***** Supplied data

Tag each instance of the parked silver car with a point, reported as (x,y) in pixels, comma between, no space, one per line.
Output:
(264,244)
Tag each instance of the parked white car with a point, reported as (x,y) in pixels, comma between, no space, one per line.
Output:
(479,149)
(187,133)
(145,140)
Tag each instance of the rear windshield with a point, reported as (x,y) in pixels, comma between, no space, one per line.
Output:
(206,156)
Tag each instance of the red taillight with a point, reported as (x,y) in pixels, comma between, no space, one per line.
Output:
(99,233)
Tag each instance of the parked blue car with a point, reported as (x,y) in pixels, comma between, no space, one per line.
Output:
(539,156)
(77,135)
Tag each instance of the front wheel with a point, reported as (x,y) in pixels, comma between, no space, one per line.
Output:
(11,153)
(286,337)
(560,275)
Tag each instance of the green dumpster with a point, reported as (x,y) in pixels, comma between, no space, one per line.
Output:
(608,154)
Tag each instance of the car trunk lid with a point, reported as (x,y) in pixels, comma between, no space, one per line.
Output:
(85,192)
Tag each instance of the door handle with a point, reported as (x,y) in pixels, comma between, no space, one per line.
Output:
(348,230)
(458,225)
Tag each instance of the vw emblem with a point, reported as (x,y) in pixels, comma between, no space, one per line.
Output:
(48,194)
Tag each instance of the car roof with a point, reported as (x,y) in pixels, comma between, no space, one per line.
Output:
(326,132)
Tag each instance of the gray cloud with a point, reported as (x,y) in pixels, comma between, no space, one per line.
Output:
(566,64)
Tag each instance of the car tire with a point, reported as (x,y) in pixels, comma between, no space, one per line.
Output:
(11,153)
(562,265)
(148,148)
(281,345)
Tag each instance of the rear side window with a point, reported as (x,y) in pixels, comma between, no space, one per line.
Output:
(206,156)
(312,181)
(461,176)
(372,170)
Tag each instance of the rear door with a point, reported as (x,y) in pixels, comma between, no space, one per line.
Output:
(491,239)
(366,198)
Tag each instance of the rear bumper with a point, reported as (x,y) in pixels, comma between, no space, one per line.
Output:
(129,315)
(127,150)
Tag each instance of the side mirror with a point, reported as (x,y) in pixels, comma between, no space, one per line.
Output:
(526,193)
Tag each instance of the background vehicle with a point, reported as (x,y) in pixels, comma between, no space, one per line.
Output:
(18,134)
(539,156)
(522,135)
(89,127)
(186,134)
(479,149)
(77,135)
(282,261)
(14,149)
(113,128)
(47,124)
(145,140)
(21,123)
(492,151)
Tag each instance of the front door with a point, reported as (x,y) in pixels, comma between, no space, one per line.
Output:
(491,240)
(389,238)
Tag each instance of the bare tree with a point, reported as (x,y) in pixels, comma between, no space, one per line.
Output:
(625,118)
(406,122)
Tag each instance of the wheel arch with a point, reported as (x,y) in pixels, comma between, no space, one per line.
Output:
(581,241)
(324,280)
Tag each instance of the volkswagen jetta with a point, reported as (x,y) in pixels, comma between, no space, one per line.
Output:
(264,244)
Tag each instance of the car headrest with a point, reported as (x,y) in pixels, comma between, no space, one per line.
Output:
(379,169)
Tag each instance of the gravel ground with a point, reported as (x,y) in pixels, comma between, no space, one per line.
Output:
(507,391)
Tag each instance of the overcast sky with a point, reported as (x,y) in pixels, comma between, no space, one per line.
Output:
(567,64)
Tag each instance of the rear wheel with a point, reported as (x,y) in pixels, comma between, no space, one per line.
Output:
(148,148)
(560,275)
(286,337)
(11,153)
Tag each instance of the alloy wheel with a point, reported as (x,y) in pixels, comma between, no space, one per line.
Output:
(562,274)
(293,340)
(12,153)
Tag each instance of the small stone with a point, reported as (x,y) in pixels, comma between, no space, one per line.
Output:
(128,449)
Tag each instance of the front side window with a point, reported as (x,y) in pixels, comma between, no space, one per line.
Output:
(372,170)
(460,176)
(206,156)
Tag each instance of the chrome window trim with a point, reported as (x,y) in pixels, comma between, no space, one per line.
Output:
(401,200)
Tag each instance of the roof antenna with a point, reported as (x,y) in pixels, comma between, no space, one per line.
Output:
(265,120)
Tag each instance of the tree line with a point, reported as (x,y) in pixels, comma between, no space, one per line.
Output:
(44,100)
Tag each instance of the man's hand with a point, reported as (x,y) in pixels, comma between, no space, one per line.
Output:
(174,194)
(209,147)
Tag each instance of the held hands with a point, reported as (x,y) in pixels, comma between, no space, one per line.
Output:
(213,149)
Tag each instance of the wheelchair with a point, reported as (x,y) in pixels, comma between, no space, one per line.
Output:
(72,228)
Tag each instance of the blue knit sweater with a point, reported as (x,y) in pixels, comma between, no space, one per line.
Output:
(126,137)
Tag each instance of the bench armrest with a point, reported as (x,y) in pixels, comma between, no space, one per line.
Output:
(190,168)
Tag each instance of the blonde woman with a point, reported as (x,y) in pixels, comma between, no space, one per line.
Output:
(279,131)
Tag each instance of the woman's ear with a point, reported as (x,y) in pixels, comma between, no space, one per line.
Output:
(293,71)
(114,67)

**********

Your task:
Transcribe every entry word for word.

Written answer:
Tag each instance of the parked silver car with a point, reported as (x,y) in pixels, comma between, no space, one per line.
Output:
(264,244)
Tag each instance of the parked white car with a point, reported as (x,y) in pixels, comma between, no space, one per line.
Output:
(479,149)
(187,133)
(145,140)
Tag each instance of the rear windshield with a point, reported as (x,y) in pixels, comma between, no space, one per line.
Output:
(206,156)
Tag each instance of the red taillight with a point, reported as (x,y) in pixels, comma between, no space, one per line.
Output:
(99,233)
Tag each instance of the parked blue car with a point, reported as (x,y) in pixels, comma between, no space, one per line.
Output:
(539,156)
(77,135)
Tag each instance of the front wheel with a point, reported as (x,y) in pixels, comma between, no space, one per line.
Output:
(11,153)
(286,337)
(560,275)
Tag each instance of the green dumpster with a point, reported as (x,y) in pixels, comma between, no space, one per line.
Output:
(608,154)
Tag each instance of the car trunk lid with a point, reported as (x,y) in pixels, comma between, no space, one per line.
Output:
(85,192)
Tag each instance of the door handle with a point, reported as (x,y) in pixels, comma between, no space, one per line.
Output:
(348,230)
(458,225)
Tag each instance of the vw emblem with a point, reported as (x,y) in pixels, comma between, no space, one per line.
Output:
(48,194)
Tag each instance of the car roof with a point, reported as (x,y) in pixels, comma between, no space, one per line.
Output:
(326,132)
Tag each instance of the gray cloud with a point, reported as (x,y) in pixels, comma between, no space, one per line.
Output:
(566,64)
Tag each instance of the car tire with a point, reported as (x,y) in pixels, comma between, no space, one per line.
Output:
(11,153)
(562,265)
(148,148)
(281,345)
Tag each instance of the rear side window with a point, reported as (x,y) in pixels, comma between, no space, one per line.
Output:
(206,156)
(312,181)
(461,176)
(372,170)
Tag each instance of the rear door with a point, reported as (x,y) in pixels, comma between, no space, one per line.
Output:
(491,239)
(366,198)
Tag each instance of the rear bumper with a point, reported as (x,y) in pixels, comma between, no space, one per line.
Output:
(129,315)
(127,150)
Tag each instance of the side mirror with a point, reported as (x,y) in pixels, comma between, no space, one per line.
Output:
(526,193)
Tag each instance of the background vehicle with a point, reported as (x,y) in pixels, comma between, no space, one per line.
Output:
(18,134)
(539,156)
(522,135)
(89,127)
(186,134)
(479,149)
(77,135)
(282,261)
(14,149)
(113,128)
(47,124)
(145,140)
(21,123)
(492,151)
Tag each instance of the front door with a point, reported as (x,y) in pixels, comma between, no space, one per line.
Output:
(491,240)
(389,238)
Tag each instance of the bare tree with a point, reported as (x,y) in pixels, comma between, no space, one per line.
Output:
(625,118)
(406,122)
Tag each instance of the wheel arch with a point, reported as (x,y) in pixels, comma between, no space, one per line.
Output:
(581,241)
(324,280)
Tag each instance of the volkswagen jetta with a point, reported as (x,y) in pixels, comma between, no space, one per line.
Output:
(264,244)
Tag each instance of the car headrest with a point, reported as (x,y) in pixels, comma between, no space, one per line.
Output:
(379,169)
Tag each instance of the gravel ground with a point, reported as (x,y) in pixels, comma between, no space, one per line.
Output:
(507,391)
Tag each instance of the overcast sky with a point, reported as (x,y) in pixels, comma between, no space, one per line.
Output:
(567,64)
Tag each instance of the rear wheel with a point, reported as (x,y) in pixels, comma between, no space, one per line.
Output:
(148,148)
(560,275)
(286,337)
(11,153)
Tag each instance of the alloy wheel with a point, reported as (x,y) in pixels, comma between, no space, one per line.
Output:
(562,274)
(293,340)
(12,153)
Tag each instance of the small stone with a point, reported as (x,y) in pixels, comma between, no space, one per line.
Output:
(128,449)
Tag each instance of the front side window with a point, reported as (x,y) in pixels, comma between, no space, one per line.
Output:
(372,170)
(460,176)
(206,156)
Tag each instance of the chrome window trim with a point, reported as (x,y) in pixels, comma between, no space, one per line.
Output:
(401,200)
Tag each instance of the roof antenna with a point, reported as (x,y) in pixels, comma between, no space, one per line.
Output:
(265,120)
Tag each instance of the tree line with a point, reported as (x,y) in pixels, comma between, no space, one per line.
Output:
(44,100)
Tag each instance of the man's hand with a point, reported as (x,y) in pixels, comma between, no space, one per line.
Output:
(174,194)
(209,147)
Tag each instance of the held hands with a point, reported as (x,y) in pixels, comma between, no space, one per line.
Output:
(213,149)
Tag each instance of the wheelchair with a point, reported as (x,y) in pixels, comma between, no space, one per line.
Output:
(72,228)
Tag each instance of the blue knit sweater with a point, reported as (x,y) in pixels, comma between, no space, one per line.
Output:
(126,137)
Tag each instance of the bench armrest with a point, reported as (x,y) in pixels, comma between, no space, one per line.
Output:
(190,168)
Tag each instance of the blonde woman with a point, reported as (x,y) in pixels, comma between, no space, one per line.
Output:
(279,131)
Tag each instance of the woman's ear with a point, reported as (x,y) in pixels, comma between, no space, one per line.
Output:
(293,71)
(114,67)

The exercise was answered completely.